**What you have to do**: Please rewrite the exhibition text from "JANET DAWSON’s ongoing" up to and including "of the landscape.", swapping "pastel" for "charcoal".

**Page text**:
##############################
Yvonne Boag, Annabel Butler, Janet Dawson, Viola Dominello, Merran Esson, Rachel Fairfax, Ashley Frost & Steve Lopes
2 February - 6 March 2021
We are kicking off 2021 with a fresh and summery exhibition with recent works by several of our artists. Each artist has responded to this seasonal theme by evoking a sense of place and time.
YVONNE BOAG’s work becomes a response to new surroundings. The results are semi-abstract, strong graphic forms that are simultaneously simple and complex. There is a vivid and immediate quality to her works. Bold gouache is used to capture those visceral encounters with new places and foreign vistas. The result is a patchwork of joyous and vibrant pops of colour in each work; radiating hot with energy and a sense of hyper-stimulation, as if attempting to drink in the sites all at once. ANNABEL BUTLER’s painterly landscape vignettes evoke the dry heat and strong light of and Australian summer. Painting en plein air, BUTLER has worked on the small 9x5 format in the tradition of the Heidelberg School. She has worked in these smaller formats partly out of necessity. While in between studio spaces and on the road, BUTLER works from a makeshift studio in the back of her car; taking opportunities to paint her surroundings en plein air in this small, portable format. This grouping of small works depicts Bondi Beach and Pavilion, showing scenes both before and after the beach was closed during recent Covid restrictions.
JANET DAWSON’s ongoing desire to explore and expose the resonance of a place emerges through her pastel drawings and watercolours of, often, rural Australian landscapes and the everyday. This series of time-based drawings of cloud works made at Scribble Rock near Binalong where she used to live. VIOLA DOMINELLO finds inspiration near her home in and around the Hawkesbury and the hinterlands. Working en plein air she captures and instant of changing light and tone. Through painterly gestures DOMINELLO’s practice is imbued with a sensitivity that reveals moments of intricate and transient beauty of the landscape.
Drawing from her rural upbringing on the land, MERRAN ESSON explores the vessel in relation to man-made catchments such as tanks and dams, as well as naturally occurring catchments such as basin shaped areas and drainage networks in nature. Alongside her works that draw reference to tanks and corrugated iron, ESSON’s latest elegant, bulbous forms defy notions of form and weight, and in their perforated organic forms reject the implied function of vessels. Travelling through the Monaro plains of NSW in Autumn, ESSON was inspired by the change of colours in the European trees planted in the plains. The resulting works reflect the orange, green and gold tones of the tree change in season. The roundness of ESSON’s sculptures is reminiscent of the geometric simplification of landscapes by European Impressionists such as Paul Cézanne.
##############################
**Available data**:

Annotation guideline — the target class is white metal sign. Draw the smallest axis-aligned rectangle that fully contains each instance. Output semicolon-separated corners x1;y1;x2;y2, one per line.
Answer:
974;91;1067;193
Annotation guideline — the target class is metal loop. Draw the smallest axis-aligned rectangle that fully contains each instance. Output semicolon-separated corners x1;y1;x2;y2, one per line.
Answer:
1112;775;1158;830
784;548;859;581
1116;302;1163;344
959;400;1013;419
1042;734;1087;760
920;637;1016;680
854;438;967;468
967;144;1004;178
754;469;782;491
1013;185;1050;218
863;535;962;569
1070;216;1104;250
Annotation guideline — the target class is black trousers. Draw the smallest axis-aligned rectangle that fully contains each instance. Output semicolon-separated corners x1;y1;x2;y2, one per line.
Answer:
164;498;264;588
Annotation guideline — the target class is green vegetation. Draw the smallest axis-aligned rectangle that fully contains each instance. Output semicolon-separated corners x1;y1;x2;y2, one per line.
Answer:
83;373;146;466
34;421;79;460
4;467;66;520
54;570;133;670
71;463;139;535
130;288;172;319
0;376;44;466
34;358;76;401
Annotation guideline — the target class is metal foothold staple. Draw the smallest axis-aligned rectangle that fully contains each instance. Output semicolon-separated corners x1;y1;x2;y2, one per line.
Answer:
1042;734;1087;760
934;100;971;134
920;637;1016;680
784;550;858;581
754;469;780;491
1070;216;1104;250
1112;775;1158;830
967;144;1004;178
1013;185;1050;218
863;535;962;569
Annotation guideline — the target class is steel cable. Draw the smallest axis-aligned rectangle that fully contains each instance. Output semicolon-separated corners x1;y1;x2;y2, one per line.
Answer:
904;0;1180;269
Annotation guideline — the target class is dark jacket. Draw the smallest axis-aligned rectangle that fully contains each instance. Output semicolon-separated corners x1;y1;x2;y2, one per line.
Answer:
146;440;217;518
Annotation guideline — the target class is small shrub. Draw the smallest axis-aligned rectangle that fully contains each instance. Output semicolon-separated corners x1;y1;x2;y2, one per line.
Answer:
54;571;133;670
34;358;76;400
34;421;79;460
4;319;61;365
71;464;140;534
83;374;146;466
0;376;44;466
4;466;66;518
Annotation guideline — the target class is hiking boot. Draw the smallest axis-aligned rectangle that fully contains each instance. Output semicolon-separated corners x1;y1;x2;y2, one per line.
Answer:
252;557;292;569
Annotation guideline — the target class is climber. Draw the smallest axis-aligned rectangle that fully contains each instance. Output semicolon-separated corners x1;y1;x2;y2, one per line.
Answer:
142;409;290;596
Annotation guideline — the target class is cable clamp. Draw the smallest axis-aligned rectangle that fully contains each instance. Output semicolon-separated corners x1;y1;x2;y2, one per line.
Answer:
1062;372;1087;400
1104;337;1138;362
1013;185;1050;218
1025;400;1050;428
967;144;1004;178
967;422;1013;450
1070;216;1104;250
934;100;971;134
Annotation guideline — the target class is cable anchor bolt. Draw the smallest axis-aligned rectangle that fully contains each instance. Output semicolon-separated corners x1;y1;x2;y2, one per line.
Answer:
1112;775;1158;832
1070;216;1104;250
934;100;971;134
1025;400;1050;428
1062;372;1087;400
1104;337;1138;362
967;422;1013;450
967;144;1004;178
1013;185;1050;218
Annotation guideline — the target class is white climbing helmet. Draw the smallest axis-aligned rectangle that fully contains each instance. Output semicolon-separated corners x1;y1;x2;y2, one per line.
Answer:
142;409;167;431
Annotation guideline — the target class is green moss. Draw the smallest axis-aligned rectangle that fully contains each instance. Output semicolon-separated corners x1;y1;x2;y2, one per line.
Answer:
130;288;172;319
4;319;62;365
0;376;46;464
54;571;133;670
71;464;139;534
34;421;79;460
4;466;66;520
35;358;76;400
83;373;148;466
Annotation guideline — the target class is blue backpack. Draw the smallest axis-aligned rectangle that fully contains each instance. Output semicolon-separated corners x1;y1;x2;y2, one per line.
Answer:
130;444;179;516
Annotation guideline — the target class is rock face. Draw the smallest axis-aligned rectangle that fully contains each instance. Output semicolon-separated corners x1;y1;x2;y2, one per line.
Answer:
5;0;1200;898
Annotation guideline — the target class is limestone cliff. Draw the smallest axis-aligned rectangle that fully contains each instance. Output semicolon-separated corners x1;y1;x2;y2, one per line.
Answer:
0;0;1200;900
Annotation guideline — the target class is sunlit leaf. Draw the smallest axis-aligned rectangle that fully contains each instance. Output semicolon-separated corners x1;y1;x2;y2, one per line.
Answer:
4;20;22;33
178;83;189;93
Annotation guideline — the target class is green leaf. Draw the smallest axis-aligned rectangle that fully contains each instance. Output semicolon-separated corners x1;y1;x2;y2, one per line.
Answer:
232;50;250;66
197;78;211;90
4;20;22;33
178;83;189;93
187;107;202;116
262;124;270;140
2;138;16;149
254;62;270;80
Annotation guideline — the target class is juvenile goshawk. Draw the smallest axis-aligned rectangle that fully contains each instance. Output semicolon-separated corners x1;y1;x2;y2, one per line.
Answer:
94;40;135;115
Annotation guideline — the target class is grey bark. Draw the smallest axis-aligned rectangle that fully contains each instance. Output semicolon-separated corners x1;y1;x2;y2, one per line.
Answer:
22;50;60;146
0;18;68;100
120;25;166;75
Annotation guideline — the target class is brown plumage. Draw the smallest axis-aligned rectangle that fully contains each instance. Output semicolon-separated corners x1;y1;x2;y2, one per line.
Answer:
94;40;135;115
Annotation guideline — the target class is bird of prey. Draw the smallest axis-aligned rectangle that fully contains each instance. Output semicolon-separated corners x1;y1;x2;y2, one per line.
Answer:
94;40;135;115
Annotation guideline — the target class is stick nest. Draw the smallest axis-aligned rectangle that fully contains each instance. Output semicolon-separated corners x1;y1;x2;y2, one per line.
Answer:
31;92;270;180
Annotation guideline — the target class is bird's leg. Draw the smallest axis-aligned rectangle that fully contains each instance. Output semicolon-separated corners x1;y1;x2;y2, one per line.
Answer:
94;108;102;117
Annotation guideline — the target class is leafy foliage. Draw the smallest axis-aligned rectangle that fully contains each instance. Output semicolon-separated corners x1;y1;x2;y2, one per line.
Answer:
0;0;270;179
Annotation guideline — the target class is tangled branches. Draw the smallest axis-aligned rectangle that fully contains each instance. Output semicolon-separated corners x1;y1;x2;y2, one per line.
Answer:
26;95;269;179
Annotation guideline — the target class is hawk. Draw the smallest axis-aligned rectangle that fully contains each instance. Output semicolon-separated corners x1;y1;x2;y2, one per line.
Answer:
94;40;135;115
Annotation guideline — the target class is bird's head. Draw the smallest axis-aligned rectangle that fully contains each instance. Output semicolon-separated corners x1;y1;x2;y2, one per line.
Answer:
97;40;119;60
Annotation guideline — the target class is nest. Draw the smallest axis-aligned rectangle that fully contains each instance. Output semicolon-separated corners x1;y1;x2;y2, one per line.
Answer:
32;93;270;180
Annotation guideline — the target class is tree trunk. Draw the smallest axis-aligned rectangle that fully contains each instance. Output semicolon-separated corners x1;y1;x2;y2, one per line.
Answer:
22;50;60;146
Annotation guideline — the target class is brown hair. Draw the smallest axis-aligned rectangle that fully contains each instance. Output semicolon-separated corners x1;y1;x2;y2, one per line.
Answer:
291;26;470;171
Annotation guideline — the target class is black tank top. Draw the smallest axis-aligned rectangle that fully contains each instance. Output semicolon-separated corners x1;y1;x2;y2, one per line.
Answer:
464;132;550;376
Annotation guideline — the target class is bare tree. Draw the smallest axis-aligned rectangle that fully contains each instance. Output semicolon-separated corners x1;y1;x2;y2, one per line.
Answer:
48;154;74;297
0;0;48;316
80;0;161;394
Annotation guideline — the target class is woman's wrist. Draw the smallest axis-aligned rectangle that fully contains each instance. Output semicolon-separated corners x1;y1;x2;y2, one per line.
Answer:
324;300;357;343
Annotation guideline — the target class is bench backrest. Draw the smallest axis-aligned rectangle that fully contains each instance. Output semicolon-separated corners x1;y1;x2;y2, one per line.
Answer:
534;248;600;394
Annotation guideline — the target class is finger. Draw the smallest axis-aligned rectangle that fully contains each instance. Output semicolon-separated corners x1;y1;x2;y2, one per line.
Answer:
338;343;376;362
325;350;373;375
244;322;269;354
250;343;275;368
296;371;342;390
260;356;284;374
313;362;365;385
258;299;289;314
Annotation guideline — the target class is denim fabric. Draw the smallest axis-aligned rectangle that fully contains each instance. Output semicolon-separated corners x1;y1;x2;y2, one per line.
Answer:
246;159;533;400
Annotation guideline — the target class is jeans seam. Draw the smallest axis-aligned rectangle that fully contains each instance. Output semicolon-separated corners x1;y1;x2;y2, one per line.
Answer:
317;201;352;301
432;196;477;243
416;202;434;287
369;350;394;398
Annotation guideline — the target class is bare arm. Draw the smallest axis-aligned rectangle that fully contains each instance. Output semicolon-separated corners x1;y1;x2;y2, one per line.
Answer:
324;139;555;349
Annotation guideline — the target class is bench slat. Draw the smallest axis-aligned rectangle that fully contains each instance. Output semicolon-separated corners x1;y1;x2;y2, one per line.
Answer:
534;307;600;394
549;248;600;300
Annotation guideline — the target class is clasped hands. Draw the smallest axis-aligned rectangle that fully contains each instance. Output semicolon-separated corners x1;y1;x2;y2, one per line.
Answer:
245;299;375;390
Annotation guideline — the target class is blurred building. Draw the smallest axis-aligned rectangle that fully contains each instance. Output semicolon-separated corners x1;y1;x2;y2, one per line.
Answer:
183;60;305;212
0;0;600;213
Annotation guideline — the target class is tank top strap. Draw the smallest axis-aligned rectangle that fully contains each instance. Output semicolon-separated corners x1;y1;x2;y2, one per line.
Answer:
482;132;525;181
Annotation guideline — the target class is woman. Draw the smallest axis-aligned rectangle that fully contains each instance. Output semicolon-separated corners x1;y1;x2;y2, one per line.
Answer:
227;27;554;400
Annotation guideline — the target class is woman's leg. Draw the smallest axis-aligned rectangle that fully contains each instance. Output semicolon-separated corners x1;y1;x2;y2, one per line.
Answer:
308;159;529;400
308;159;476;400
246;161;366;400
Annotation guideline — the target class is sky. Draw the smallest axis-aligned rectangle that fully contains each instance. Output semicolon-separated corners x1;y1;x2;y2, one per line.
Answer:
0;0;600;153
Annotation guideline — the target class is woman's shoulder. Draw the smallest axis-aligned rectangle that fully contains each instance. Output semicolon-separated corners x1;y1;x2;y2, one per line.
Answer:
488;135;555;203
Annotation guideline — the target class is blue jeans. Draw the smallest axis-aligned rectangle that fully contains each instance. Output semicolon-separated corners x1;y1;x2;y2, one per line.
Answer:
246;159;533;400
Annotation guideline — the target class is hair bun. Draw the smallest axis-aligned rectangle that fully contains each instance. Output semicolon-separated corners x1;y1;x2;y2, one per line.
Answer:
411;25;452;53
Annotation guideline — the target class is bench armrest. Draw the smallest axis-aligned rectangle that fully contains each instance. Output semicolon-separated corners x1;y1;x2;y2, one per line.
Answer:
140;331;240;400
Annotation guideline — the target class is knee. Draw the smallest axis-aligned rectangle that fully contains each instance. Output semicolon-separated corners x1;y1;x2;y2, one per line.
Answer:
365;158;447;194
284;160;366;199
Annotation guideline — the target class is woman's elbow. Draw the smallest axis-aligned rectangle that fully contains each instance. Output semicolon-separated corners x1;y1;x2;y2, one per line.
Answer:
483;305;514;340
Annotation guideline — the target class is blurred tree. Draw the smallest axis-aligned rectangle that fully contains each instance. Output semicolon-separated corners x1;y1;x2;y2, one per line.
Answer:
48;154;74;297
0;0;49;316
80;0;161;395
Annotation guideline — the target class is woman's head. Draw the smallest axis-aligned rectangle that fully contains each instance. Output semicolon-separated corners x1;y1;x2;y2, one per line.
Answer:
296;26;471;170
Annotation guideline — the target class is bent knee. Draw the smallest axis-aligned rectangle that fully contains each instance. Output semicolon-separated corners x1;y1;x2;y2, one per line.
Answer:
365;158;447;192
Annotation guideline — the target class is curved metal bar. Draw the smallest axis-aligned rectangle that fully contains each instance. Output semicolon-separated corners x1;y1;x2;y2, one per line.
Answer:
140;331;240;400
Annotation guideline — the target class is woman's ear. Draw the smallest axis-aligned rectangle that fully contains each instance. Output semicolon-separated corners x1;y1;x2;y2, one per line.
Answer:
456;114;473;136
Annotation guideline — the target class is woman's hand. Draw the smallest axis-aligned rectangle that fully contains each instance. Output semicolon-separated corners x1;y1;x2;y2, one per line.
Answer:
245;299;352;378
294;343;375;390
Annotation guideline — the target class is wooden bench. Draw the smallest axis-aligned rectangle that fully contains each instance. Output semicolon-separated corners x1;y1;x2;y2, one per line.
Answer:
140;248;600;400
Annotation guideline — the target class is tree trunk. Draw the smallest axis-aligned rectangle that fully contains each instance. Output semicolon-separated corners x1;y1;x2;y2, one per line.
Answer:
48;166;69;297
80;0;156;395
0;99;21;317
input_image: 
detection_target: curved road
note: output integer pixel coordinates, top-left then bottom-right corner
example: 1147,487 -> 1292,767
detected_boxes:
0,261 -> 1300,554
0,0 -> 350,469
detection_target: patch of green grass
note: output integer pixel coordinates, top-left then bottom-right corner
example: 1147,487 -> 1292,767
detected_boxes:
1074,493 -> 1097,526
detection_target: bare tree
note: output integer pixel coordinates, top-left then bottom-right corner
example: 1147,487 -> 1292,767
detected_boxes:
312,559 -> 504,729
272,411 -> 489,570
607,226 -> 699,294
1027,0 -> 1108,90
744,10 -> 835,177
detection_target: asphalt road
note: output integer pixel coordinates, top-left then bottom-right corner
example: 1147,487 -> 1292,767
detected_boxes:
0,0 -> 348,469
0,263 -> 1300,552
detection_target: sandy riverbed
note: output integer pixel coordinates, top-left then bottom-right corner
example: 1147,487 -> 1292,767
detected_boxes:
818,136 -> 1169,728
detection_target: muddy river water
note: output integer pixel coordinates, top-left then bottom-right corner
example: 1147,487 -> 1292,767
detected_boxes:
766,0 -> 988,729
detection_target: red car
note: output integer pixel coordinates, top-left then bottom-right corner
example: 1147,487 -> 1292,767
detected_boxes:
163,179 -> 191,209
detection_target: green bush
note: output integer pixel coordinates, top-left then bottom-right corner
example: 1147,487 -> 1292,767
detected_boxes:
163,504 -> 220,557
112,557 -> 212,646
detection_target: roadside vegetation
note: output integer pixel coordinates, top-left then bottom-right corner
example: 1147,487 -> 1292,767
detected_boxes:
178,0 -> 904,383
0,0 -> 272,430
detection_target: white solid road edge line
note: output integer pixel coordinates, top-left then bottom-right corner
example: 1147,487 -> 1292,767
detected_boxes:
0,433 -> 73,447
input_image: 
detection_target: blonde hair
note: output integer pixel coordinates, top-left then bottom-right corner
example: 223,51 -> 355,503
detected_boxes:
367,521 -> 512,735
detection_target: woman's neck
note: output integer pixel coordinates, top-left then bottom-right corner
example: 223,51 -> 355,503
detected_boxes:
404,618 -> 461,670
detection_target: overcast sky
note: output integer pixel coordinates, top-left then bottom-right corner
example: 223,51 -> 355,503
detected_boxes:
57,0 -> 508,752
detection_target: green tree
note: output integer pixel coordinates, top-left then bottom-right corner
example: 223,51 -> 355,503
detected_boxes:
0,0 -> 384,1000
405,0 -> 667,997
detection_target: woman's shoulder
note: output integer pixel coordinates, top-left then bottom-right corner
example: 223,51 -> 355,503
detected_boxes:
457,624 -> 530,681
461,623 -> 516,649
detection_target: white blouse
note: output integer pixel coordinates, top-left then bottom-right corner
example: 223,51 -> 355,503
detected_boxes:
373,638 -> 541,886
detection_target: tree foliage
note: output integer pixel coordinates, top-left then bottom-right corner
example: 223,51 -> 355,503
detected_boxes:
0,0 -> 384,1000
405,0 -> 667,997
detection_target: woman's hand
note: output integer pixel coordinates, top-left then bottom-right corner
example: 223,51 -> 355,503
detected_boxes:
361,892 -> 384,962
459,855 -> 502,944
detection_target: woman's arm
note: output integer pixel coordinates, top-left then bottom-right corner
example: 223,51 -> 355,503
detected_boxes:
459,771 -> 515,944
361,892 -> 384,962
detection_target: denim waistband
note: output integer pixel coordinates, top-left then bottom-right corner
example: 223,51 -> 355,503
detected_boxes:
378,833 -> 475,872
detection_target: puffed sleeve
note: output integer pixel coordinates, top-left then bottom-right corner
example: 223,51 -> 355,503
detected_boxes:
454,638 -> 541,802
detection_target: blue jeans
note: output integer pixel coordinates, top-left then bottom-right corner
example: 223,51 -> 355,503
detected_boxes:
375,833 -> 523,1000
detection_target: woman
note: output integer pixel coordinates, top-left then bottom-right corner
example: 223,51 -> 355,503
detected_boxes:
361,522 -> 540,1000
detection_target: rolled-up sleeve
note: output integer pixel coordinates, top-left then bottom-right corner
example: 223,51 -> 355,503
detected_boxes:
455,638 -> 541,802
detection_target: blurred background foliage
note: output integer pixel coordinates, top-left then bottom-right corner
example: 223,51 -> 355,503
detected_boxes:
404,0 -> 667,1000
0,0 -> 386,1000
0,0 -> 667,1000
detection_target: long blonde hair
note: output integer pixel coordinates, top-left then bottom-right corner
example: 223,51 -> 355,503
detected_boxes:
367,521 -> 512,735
##############################
**Solution**:
JANET DAWSON’s ongoing desire to explore and expose the resonance of a place emerges through her charcoal drawings and watercolours of, often, rural Australian landscapes and the everyday. This series of time-based drawings of cloud works made at Scribble Rock near Binalong where she used to live. VIOLA DOMINELLO finds inspiration near her home in and around the Hawkesbury and the hinterlands. Working en plein air she captures and instant of changing light and tone. Through painterly gestures DOMINELLO’s practice is imbued with a sensitivity that reveals moments of intricate and transient beauty of the landscape.